■ **Extrait du document**:
###
Les manipulations des « dérangements intervertébraux » constituent l’un des meilleurs moyens de traiter les douleurs lombaires.
L’ostéopathie connaît un véritable engouement, notamment de la part des personnes qui souffrent de douleurs dans le bas du dos, qu’il s’agisse de banales lombalgies ou de très douloureuses sciatiques – le plus souvent dues à une hernie discale, mais, fort heureusement, dix fois moins fréquentes que le « tour de rein ». À l’occasion du 6e Congrès de la Société française de médecine manuelle orthopédique et ostéopathique, les médecins pratiquant cette spécialité viennent de rappeler que, chaque année en France, 100 000 lombalgies sont déclarées comme accidents du travail et 2 500 comme maladies professionnelles. Et ils ont précisé le cadre dans lequel leur prise en charge doit être effectuée.
Tout doit commencer par un bon examen clinique de la personne se plaignant du dos, voire des examens complémentaires pour confirmer un éventuel diagnostic de hernie discale. Ensuite, il suffit souvent d’être patient, au sens propre du terme. « Dans plus de la moitié des cas, l’évolution spontanée de la hernie discale et de la sciatique est favorable en deux à trois mois, sur fond de repos et d’antalgiques », rappelle le professeur Philippe Vautravers, chef du service de médecine physique et de réadaptation à l’hôpital Hautepierre de Strasbourg. C’est pourquoi seules les personnes qui continuent à souffrir au-delà du deuxième ou du troisième mois sont actuellement traitées.
Une étude réalisée en 2010 conclut à l’intérêt des manipulations vertébrales dans la lombosciatique, en cas d’échec d’un traitement médical bien conduit. Sur les 40 patients pris en charge après trois mois de traitement et qui ont été manipulés, 60 % d’entre eux présentaient un soulagement significatif des douleurs au bout de douze semaines. Ce travail confirme d’ailleurs les résultats de travaux antérieurs. Et pourtant, le docteur Jean-Yves Maigne, président de ce congrès, demande « davantage d’études pour bien préciser les indications et contre-indications des manipulations dans différentes situations », et notamment en cas de sciatique.
###
■ **Consigne**:
Prolongez l'article sur les manipulations vertébrales contre les douleurs lombaires en reprenant juste après sa dernière phrase. Les lignes reproduites ici proviennent d'une autre source que l'extrait.

■ **Lignes présentées**:
###
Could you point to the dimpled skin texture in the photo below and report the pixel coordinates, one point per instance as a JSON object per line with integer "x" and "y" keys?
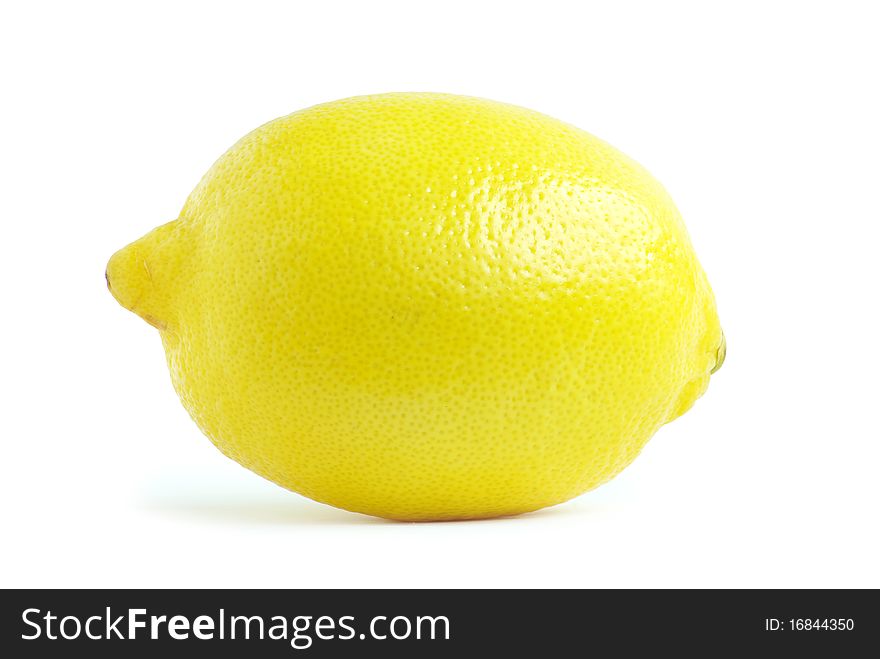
{"x": 427, "y": 307}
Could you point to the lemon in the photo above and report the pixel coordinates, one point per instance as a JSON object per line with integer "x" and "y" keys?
{"x": 427, "y": 306}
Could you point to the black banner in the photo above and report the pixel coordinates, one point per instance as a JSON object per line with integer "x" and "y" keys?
{"x": 436, "y": 623}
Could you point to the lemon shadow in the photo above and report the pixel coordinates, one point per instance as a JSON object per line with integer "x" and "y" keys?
{"x": 258, "y": 512}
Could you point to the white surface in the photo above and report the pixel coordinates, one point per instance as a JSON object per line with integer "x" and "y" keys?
{"x": 762, "y": 121}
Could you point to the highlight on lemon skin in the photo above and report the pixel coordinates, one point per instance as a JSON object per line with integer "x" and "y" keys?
{"x": 427, "y": 306}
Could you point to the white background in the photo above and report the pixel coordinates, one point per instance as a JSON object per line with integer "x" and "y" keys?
{"x": 760, "y": 118}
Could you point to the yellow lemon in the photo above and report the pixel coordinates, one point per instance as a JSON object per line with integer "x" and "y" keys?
{"x": 427, "y": 306}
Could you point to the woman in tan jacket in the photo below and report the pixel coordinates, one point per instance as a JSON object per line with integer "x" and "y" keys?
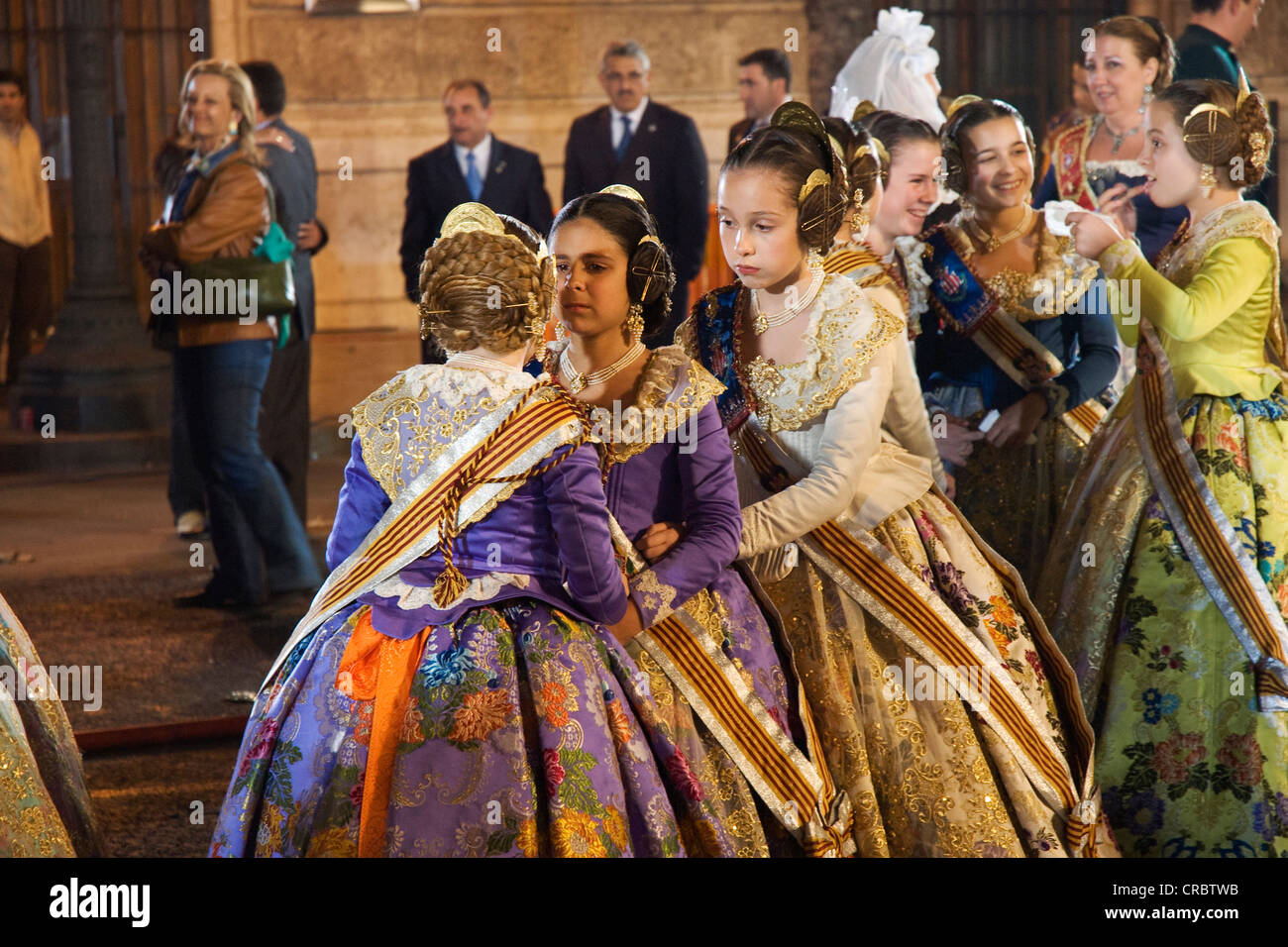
{"x": 220, "y": 209}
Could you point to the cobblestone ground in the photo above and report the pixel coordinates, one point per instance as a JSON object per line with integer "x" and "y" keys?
{"x": 104, "y": 565}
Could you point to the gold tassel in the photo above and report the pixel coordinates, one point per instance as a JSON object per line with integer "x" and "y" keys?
{"x": 449, "y": 586}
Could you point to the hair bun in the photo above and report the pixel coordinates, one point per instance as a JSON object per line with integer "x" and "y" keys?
{"x": 1211, "y": 134}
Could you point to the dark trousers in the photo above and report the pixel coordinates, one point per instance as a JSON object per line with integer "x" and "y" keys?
{"x": 283, "y": 424}
{"x": 259, "y": 541}
{"x": 26, "y": 300}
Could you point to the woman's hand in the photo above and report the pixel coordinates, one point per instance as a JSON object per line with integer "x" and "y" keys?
{"x": 308, "y": 236}
{"x": 657, "y": 540}
{"x": 630, "y": 625}
{"x": 1016, "y": 425}
{"x": 1094, "y": 234}
{"x": 958, "y": 440}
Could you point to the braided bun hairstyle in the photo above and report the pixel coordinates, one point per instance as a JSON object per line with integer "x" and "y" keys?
{"x": 861, "y": 169}
{"x": 797, "y": 147}
{"x": 1149, "y": 40}
{"x": 965, "y": 114}
{"x": 1231, "y": 136}
{"x": 894, "y": 131}
{"x": 649, "y": 273}
{"x": 484, "y": 289}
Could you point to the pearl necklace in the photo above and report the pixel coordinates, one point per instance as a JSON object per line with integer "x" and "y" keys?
{"x": 1119, "y": 138}
{"x": 485, "y": 363}
{"x": 578, "y": 380}
{"x": 761, "y": 322}
{"x": 992, "y": 243}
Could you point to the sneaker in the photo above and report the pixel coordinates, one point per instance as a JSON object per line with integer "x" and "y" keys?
{"x": 191, "y": 523}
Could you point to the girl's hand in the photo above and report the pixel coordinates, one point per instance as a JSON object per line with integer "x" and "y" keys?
{"x": 630, "y": 625}
{"x": 1016, "y": 425}
{"x": 657, "y": 540}
{"x": 958, "y": 441}
{"x": 1094, "y": 234}
{"x": 1117, "y": 202}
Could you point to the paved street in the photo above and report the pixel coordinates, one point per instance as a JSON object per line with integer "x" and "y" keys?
{"x": 104, "y": 565}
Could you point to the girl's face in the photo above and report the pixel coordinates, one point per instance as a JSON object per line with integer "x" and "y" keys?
{"x": 999, "y": 163}
{"x": 1116, "y": 76}
{"x": 1173, "y": 175}
{"x": 758, "y": 228}
{"x": 590, "y": 278}
{"x": 912, "y": 191}
{"x": 206, "y": 107}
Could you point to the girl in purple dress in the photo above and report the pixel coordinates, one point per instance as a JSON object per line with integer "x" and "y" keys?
{"x": 452, "y": 689}
{"x": 670, "y": 483}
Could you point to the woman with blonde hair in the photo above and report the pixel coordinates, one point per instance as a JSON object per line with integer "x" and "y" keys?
{"x": 220, "y": 209}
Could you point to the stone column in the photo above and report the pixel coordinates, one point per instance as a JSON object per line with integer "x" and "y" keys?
{"x": 98, "y": 371}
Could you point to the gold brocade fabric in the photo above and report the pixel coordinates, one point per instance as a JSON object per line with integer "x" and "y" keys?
{"x": 1013, "y": 495}
{"x": 925, "y": 777}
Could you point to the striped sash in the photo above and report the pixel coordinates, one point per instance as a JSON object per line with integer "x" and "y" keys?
{"x": 888, "y": 589}
{"x": 965, "y": 303}
{"x": 1228, "y": 571}
{"x": 799, "y": 791}
{"x": 1067, "y": 157}
{"x": 520, "y": 433}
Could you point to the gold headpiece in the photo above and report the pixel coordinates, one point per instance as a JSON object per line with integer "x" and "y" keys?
{"x": 623, "y": 191}
{"x": 1212, "y": 131}
{"x": 818, "y": 176}
{"x": 960, "y": 102}
{"x": 862, "y": 111}
{"x": 469, "y": 217}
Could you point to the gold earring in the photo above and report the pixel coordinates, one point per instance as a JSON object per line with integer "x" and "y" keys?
{"x": 635, "y": 324}
{"x": 1207, "y": 179}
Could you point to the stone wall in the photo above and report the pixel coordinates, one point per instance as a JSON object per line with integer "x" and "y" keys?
{"x": 368, "y": 88}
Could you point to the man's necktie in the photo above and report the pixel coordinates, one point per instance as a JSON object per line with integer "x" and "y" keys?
{"x": 472, "y": 176}
{"x": 626, "y": 137}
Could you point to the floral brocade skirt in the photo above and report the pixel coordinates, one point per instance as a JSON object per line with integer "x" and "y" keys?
{"x": 925, "y": 775}
{"x": 1013, "y": 495}
{"x": 1188, "y": 764}
{"x": 44, "y": 804}
{"x": 524, "y": 732}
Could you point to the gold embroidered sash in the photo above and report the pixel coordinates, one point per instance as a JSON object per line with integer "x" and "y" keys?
{"x": 1229, "y": 574}
{"x": 1000, "y": 335}
{"x": 888, "y": 589}
{"x": 799, "y": 791}
{"x": 510, "y": 441}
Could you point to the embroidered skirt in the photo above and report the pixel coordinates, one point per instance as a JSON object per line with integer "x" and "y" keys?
{"x": 1013, "y": 495}
{"x": 1186, "y": 763}
{"x": 523, "y": 732}
{"x": 44, "y": 804}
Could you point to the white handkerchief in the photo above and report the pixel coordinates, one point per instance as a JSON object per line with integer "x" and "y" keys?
{"x": 1057, "y": 213}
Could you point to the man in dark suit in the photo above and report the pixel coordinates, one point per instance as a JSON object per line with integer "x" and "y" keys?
{"x": 655, "y": 150}
{"x": 472, "y": 166}
{"x": 764, "y": 82}
{"x": 283, "y": 429}
{"x": 1206, "y": 50}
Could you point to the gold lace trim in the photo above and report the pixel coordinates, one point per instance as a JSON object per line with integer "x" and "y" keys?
{"x": 841, "y": 339}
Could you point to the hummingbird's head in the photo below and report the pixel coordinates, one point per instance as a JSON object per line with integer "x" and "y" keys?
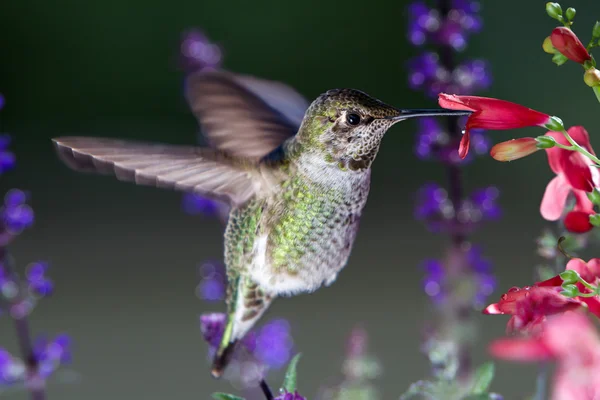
{"x": 347, "y": 125}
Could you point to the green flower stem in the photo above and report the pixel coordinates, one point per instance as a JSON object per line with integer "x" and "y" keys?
{"x": 596, "y": 90}
{"x": 575, "y": 147}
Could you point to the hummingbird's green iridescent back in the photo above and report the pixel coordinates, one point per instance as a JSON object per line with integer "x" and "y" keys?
{"x": 296, "y": 177}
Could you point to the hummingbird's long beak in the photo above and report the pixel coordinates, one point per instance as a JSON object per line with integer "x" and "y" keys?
{"x": 405, "y": 114}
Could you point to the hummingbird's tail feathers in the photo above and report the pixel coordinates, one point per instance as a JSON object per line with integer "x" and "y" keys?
{"x": 242, "y": 115}
{"x": 247, "y": 302}
{"x": 187, "y": 168}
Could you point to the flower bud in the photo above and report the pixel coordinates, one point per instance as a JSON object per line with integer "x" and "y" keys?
{"x": 570, "y": 13}
{"x": 545, "y": 142}
{"x": 554, "y": 10}
{"x": 595, "y": 219}
{"x": 555, "y": 124}
{"x": 596, "y": 30}
{"x": 547, "y": 46}
{"x": 565, "y": 41}
{"x": 514, "y": 149}
{"x": 570, "y": 290}
{"x": 591, "y": 77}
{"x": 559, "y": 59}
{"x": 594, "y": 196}
{"x": 569, "y": 277}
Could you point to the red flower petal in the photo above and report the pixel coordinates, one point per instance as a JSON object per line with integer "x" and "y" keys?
{"x": 582, "y": 202}
{"x": 514, "y": 149}
{"x": 576, "y": 168}
{"x": 491, "y": 113}
{"x": 555, "y": 198}
{"x": 463, "y": 147}
{"x": 594, "y": 267}
{"x": 557, "y": 155}
{"x": 578, "y": 222}
{"x": 520, "y": 350}
{"x": 564, "y": 40}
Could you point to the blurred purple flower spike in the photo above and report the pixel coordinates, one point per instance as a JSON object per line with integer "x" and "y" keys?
{"x": 290, "y": 396}
{"x": 198, "y": 52}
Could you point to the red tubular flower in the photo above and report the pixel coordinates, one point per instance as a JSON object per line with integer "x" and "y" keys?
{"x": 572, "y": 341}
{"x": 568, "y": 44}
{"x": 491, "y": 113}
{"x": 529, "y": 306}
{"x": 574, "y": 175}
{"x": 514, "y": 149}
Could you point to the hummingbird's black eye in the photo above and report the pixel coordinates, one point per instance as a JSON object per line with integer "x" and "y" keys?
{"x": 353, "y": 119}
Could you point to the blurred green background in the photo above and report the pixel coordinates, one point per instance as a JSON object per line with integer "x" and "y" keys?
{"x": 124, "y": 258}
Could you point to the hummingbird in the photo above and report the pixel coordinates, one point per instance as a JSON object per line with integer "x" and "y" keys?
{"x": 295, "y": 175}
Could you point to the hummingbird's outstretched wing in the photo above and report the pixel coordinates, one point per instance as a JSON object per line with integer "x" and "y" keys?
{"x": 187, "y": 168}
{"x": 242, "y": 115}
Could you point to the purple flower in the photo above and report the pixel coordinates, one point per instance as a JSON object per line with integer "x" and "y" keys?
{"x": 290, "y": 396}
{"x": 199, "y": 53}
{"x": 433, "y": 283}
{"x": 213, "y": 281}
{"x": 274, "y": 344}
{"x": 427, "y": 25}
{"x": 480, "y": 278}
{"x": 426, "y": 73}
{"x": 437, "y": 210}
{"x": 195, "y": 204}
{"x": 16, "y": 214}
{"x": 7, "y": 159}
{"x": 435, "y": 143}
{"x": 50, "y": 354}
{"x": 37, "y": 280}
{"x": 271, "y": 345}
{"x": 11, "y": 369}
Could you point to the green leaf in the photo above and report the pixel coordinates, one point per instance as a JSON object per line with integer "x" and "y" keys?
{"x": 289, "y": 382}
{"x": 226, "y": 396}
{"x": 559, "y": 59}
{"x": 477, "y": 397}
{"x": 482, "y": 378}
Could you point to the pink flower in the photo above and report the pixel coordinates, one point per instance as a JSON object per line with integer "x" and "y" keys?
{"x": 530, "y": 306}
{"x": 574, "y": 175}
{"x": 571, "y": 340}
{"x": 568, "y": 44}
{"x": 514, "y": 149}
{"x": 491, "y": 113}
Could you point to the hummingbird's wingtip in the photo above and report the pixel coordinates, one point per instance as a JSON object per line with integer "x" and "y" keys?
{"x": 216, "y": 373}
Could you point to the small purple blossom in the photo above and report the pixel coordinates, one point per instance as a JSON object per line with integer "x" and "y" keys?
{"x": 213, "y": 281}
{"x": 198, "y": 52}
{"x": 290, "y": 396}
{"x": 428, "y": 26}
{"x": 433, "y": 283}
{"x": 481, "y": 279}
{"x": 426, "y": 73}
{"x": 12, "y": 369}
{"x": 16, "y": 214}
{"x": 437, "y": 210}
{"x": 51, "y": 354}
{"x": 270, "y": 345}
{"x": 36, "y": 278}
{"x": 195, "y": 204}
{"x": 274, "y": 343}
{"x": 435, "y": 143}
{"x": 7, "y": 159}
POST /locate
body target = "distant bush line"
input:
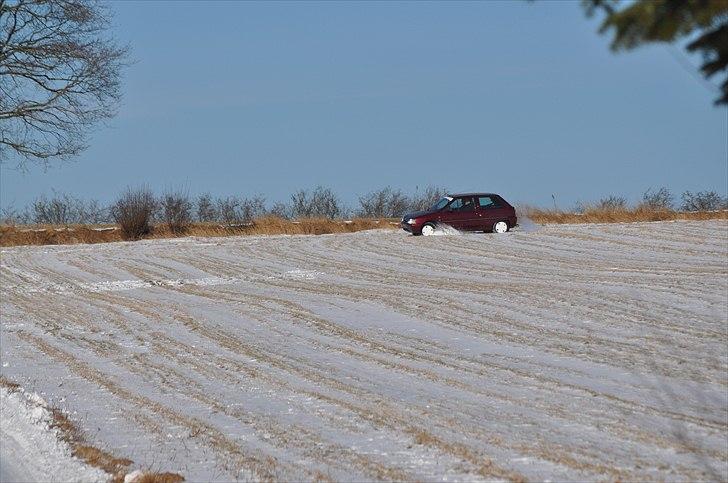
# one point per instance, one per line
(177, 208)
(138, 211)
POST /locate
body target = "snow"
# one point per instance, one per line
(30, 450)
(579, 352)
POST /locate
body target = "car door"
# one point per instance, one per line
(490, 210)
(460, 213)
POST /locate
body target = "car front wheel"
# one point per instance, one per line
(428, 229)
(500, 227)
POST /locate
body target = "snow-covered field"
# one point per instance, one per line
(582, 352)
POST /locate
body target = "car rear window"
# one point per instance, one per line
(487, 202)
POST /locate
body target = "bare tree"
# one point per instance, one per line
(59, 76)
(321, 203)
(176, 211)
(133, 211)
(386, 203)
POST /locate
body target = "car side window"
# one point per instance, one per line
(461, 204)
(455, 204)
(486, 202)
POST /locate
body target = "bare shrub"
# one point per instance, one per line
(703, 201)
(384, 203)
(322, 203)
(424, 200)
(252, 208)
(133, 211)
(228, 209)
(661, 199)
(176, 211)
(206, 210)
(10, 216)
(280, 210)
(612, 203)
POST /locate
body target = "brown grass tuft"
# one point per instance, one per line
(159, 478)
(91, 455)
(50, 235)
(596, 215)
(9, 385)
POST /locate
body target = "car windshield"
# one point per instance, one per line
(441, 203)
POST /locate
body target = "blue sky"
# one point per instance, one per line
(521, 98)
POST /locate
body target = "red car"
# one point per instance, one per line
(464, 211)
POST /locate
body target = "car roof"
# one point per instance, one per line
(458, 195)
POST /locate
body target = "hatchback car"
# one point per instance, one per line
(464, 211)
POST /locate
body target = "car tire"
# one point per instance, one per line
(428, 229)
(501, 227)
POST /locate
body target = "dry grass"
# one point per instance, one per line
(68, 235)
(619, 216)
(50, 235)
(158, 478)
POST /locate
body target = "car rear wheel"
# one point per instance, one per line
(500, 227)
(428, 229)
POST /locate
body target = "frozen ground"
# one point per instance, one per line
(583, 352)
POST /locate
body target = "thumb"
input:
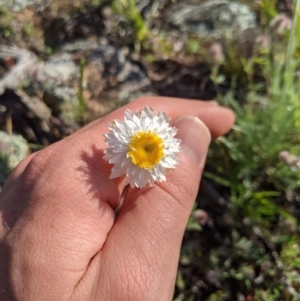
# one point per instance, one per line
(148, 231)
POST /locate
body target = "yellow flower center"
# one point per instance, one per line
(146, 149)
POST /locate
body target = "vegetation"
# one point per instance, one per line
(248, 248)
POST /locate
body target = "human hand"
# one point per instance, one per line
(59, 236)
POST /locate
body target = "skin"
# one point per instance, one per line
(60, 238)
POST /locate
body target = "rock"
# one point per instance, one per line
(109, 80)
(13, 149)
(17, 5)
(59, 80)
(26, 64)
(214, 19)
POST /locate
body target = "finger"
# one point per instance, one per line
(71, 199)
(218, 119)
(146, 237)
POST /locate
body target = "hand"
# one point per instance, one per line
(59, 236)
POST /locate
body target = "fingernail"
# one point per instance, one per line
(194, 135)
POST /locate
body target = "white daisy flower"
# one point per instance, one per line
(142, 147)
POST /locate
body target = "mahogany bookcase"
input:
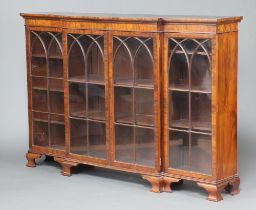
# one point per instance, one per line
(153, 95)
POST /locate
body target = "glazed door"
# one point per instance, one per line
(46, 89)
(135, 101)
(188, 105)
(87, 95)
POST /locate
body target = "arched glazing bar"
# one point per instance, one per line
(54, 38)
(123, 43)
(201, 45)
(38, 37)
(143, 44)
(178, 44)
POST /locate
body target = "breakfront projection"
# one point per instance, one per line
(151, 95)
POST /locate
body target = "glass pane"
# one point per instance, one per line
(123, 105)
(41, 117)
(78, 137)
(201, 68)
(39, 100)
(178, 69)
(122, 62)
(56, 85)
(201, 111)
(144, 145)
(144, 100)
(77, 100)
(143, 62)
(96, 102)
(38, 66)
(97, 139)
(57, 119)
(57, 136)
(54, 48)
(39, 83)
(178, 109)
(76, 59)
(57, 102)
(179, 150)
(40, 133)
(133, 60)
(56, 67)
(38, 46)
(201, 153)
(95, 59)
(124, 144)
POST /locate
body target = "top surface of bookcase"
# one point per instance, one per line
(134, 17)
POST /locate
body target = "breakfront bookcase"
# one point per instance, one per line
(153, 95)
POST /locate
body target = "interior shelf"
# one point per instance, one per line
(190, 52)
(59, 57)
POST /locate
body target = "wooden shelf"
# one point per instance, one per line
(189, 52)
(189, 90)
(49, 57)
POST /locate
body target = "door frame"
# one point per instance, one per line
(214, 78)
(156, 74)
(77, 157)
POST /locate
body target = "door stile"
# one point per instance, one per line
(66, 90)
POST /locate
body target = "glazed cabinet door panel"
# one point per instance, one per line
(134, 89)
(87, 94)
(47, 94)
(188, 94)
###
■ **Résultat attendu**:
« La prudence doit être de mise »
Concernant l’intérêt de la médecine manuelle-ostéopathie en phase aiguë, les spécialistes insistent d’emblée sur la nécessité d’éliminer toute indication chirurgicale avant de manipuler. Et soulignent qu’il est impossible d’agir si le patient est bloqué dans toutes les directions. Enfin, même si les statistiques font état de complications rares (un accident pour près de 3,7 millions de manipulations), « la prudence doit être de mise en présence d’une hernie discale prouvée à l’imagerie et le choix du traitement doit être discuté », précise le professeur Philippe Vautravers.
Reste la question des éventuelles récidives. « Il faut réaliser un examen clinique rigoureux après un épisode de lombalgie ou de sciatique pour avoir le meilleur traitement possible, et surtout pour déceler les points de faiblesse, les causes, ce qu’il sera possible d’améliorer ou de modifier pour éviter toute récidive », estime le docteur Pierre Requier, spécialiste de médecine physique et de réadaptation à Marseille. L’étude du poste du travail est un élément important. Le problème du surpoids et l’état de la musculature doivent également être abordés. Pour le docteur Christian Caldagues, vice-président du Syndicat de médecine manuelle-ostéopathie de France, « l’approche globale est essentielle et l’accompagnement du patient doit être effectué par un médecin, qui est le chef d’orchestre de la prise en charge ».